- **Doel**
Geef alle onderstaande records letterlijk opnieuw weer, regel voor regel.

- **Inhoud dataset**
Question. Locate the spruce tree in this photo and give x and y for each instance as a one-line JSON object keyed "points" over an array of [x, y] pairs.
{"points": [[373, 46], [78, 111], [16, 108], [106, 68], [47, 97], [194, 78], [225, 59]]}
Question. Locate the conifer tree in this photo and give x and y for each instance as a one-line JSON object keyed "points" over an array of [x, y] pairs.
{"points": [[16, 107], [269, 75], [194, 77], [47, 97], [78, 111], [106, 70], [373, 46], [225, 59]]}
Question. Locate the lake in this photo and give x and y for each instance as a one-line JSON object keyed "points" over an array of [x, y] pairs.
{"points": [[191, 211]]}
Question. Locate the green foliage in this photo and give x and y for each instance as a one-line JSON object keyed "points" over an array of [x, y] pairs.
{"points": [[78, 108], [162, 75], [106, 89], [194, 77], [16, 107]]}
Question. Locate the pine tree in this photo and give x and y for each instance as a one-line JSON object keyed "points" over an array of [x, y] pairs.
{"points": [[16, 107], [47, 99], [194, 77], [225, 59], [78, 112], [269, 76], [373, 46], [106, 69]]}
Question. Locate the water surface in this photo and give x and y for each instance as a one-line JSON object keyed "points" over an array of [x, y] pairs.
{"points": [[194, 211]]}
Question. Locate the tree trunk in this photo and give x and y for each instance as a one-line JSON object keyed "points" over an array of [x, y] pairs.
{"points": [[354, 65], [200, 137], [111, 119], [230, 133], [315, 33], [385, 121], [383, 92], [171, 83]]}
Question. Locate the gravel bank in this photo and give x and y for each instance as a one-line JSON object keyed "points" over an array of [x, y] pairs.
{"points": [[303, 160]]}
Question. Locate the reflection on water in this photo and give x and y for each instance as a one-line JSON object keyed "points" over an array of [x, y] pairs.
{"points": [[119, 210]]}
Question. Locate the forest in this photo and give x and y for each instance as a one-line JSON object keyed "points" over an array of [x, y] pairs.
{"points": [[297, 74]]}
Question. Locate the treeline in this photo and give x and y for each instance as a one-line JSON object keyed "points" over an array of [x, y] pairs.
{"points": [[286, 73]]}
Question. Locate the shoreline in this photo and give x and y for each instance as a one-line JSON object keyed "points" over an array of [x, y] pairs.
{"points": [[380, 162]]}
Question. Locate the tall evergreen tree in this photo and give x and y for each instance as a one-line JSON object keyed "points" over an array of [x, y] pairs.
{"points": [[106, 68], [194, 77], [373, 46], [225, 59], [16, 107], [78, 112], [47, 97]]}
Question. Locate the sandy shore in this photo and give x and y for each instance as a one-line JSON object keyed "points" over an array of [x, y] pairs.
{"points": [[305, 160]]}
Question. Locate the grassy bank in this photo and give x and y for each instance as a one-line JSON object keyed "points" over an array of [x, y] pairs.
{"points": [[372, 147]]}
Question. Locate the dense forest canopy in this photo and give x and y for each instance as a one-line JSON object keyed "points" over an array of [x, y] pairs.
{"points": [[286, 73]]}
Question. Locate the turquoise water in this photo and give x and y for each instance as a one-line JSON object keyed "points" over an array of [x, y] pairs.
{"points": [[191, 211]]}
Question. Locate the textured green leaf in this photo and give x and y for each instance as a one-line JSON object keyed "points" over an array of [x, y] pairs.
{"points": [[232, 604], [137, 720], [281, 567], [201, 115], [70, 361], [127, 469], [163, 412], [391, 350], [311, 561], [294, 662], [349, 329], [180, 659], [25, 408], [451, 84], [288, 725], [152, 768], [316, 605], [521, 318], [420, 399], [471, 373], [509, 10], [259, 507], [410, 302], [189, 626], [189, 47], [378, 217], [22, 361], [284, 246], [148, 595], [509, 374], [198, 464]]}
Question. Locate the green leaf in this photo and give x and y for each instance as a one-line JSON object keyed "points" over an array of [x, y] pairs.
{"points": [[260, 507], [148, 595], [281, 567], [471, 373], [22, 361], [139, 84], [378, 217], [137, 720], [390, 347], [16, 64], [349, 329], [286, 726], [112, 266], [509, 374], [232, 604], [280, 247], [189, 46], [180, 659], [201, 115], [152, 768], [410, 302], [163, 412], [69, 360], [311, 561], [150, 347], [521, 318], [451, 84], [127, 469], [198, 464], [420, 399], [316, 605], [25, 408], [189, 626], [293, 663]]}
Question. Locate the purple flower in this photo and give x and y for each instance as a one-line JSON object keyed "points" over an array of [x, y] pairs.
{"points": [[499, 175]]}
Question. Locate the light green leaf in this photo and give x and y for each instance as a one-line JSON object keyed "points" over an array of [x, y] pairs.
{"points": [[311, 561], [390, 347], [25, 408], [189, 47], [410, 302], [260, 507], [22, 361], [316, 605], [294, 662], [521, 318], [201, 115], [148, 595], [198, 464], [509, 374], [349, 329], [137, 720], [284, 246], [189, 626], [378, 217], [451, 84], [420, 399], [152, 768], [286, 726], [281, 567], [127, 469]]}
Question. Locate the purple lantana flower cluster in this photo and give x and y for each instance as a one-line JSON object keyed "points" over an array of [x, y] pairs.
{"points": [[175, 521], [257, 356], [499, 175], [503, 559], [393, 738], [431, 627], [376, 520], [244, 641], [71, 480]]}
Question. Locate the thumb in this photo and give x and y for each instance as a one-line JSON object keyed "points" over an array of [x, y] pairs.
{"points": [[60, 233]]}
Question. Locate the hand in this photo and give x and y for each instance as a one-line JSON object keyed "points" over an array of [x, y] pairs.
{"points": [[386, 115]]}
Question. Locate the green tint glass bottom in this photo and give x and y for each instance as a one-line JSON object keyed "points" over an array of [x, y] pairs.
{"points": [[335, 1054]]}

- **Resultaat**
Question. Locate the spruce tree in this photo and give x and y for each instance as a one-line JSON object keyed "points" over an array of [x, y] pairs.
{"points": [[373, 46], [78, 111], [16, 108], [106, 68], [47, 97], [194, 78], [225, 59]]}
Question. Locate the conifer tree in this photo and give x and y for each instance as a one-line JSON object keyed "points" over an array of [x, y] pairs.
{"points": [[16, 107], [269, 75], [194, 77], [47, 97], [78, 111], [106, 70], [373, 46], [225, 59]]}
Question. Locate the lake in this photo and give x and y for each instance as a one-line JSON object keyed "points" over an array of [x, y] pairs.
{"points": [[191, 211]]}
Question. Locate the green foliage in this photo and give x and y for each instance as a one-line JSON object keyed "points" over an array of [x, y] pairs.
{"points": [[78, 108], [162, 75], [106, 89], [194, 77], [16, 107]]}
Question. Locate the pine tree in this photo and give x and y for each instance as a one-line JSON object keyed "points" over an array of [x, y] pairs.
{"points": [[16, 107], [47, 99], [194, 77], [225, 59], [78, 112], [269, 76], [373, 46], [106, 69]]}
Question. Locate the water surface in this photo and give x and y for each instance as a one-line JSON object keyed "points" over an array of [x, y] pairs.
{"points": [[194, 211]]}
Question. Locate the tree trunk in this photo and give x and y for each instance as a one-line JSON object keyed "points" over an array of [x, y] pairs.
{"points": [[354, 65], [200, 137], [111, 119], [230, 133], [315, 33], [385, 121], [383, 92], [171, 83]]}
Question. Locate the gravel bank in this photo and give x and y for each instance as a one-line JSON object keyed "points" over an array of [x, y] pairs.
{"points": [[303, 160]]}
Question. Locate the reflection on water in this photo and give x and y for each instance as a one-line JSON object keyed "points" over an array of [x, y] pairs.
{"points": [[119, 210]]}
Question. Locate the forest in this photo and give x and y for each instance as a one-line JSON object keyed "points" over an array of [x, y] pairs.
{"points": [[297, 74]]}
Question. Locate the treeline in this photo and give x and y for each instance as a one-line JSON object keyed "points" over an array of [x, y] pairs.
{"points": [[286, 73]]}
Question. Locate the shoreline in this photo and give x and y for each instance as a one-line JSON object keyed "points" over an array of [x, y] pairs.
{"points": [[380, 162]]}
Question. Locate the tall evergreen tree in this photo and give x and y for each instance as a one-line JSON object keyed "points" over an array of [x, y] pairs.
{"points": [[106, 68], [194, 77], [373, 46], [225, 59], [16, 107], [78, 112], [47, 97]]}
Question. Locate the sandy shore in this photo and give x and y for each instance as a one-line JSON object keyed "points" over an array of [x, y] pairs.
{"points": [[305, 160]]}
Question. Locate the grassy bank in this photo and give x and y for each instance as a one-line JSON object keyed "points" over an array of [x, y] pairs.
{"points": [[372, 147]]}
Question. Locate the dense forest canopy in this photo and give x and y for each instance as a one-line JSON object keyed "points" over an array of [x, y] pairs.
{"points": [[286, 73]]}
Question. Locate the turquoise water in this photo and give x and y for each instance as a one-line JSON object keyed "points" over an array of [x, y] pairs.
{"points": [[191, 211]]}
Question. Locate the textured green leaf in this photo and give x and y for each instance as a one-line JSON object keyed "points" over an array of [x, y] pairs.
{"points": [[232, 604], [137, 720], [281, 567], [201, 115], [70, 361], [127, 469], [163, 412], [391, 350], [311, 561], [294, 662], [349, 329], [180, 659], [25, 408], [451, 84], [288, 725], [152, 768], [316, 605], [521, 318], [420, 399], [471, 373], [509, 10], [259, 507], [410, 302], [189, 626], [189, 47], [378, 217], [22, 361], [284, 246], [148, 595], [509, 374], [198, 464]]}
Question. Locate the green leaf in this photo and give x and y for each instance as a one-line JSON object keyed "points" over an array of [x, y] pairs.
{"points": [[260, 507], [148, 595], [281, 567], [471, 373], [22, 361], [139, 84], [378, 217], [137, 720], [390, 347], [16, 64], [349, 329], [286, 726], [112, 266], [509, 374], [232, 604], [280, 247], [189, 46], [180, 659], [201, 115], [152, 768], [410, 302], [163, 412], [69, 360], [311, 561], [150, 347], [521, 318], [451, 84], [127, 469], [198, 464], [420, 399], [316, 605], [25, 408], [189, 626], [293, 663]]}
Question. Locate the purple flower in this photo and give x and y for each instance as a one-line JSON object keyed "points" over an array of [x, y] pairs.
{"points": [[499, 175]]}
Question. Locate the light green leaf in this photo and give x and y for each instance as a one-line JSON object keyed "points" over an array of [x, y] pairs.
{"points": [[311, 561], [390, 347], [25, 408], [189, 47], [410, 302], [260, 507], [22, 361], [316, 605], [294, 662], [521, 318], [201, 115], [148, 595], [198, 464], [509, 374], [349, 329], [137, 720], [284, 246], [189, 626], [378, 217], [451, 84], [420, 399], [152, 768], [286, 726], [281, 567], [127, 469]]}
Question. Locate the purple lantana flower cluster in this photo and give x and y for each instance as a one-line JSON object keyed "points" over an array of [x, y] pairs.
{"points": [[175, 521], [257, 356], [499, 175], [503, 559], [393, 738], [431, 627], [376, 520], [244, 641], [71, 480]]}
Question. Locate the thumb in this photo and give x and y for each instance as a one-line JSON object keyed "points" over an array of [x, y] pairs.
{"points": [[60, 233]]}
Question. Locate the hand in this photo and give x and y for each instance as a one-line JSON object keyed "points" over an array of [x, y] pairs.
{"points": [[386, 115]]}
Question. Locate the green tint glass bottom in this photo and give x and y for each instance as a one-line JSON object keyed "points" over an array of [x, y] pairs.
{"points": [[335, 1054]]}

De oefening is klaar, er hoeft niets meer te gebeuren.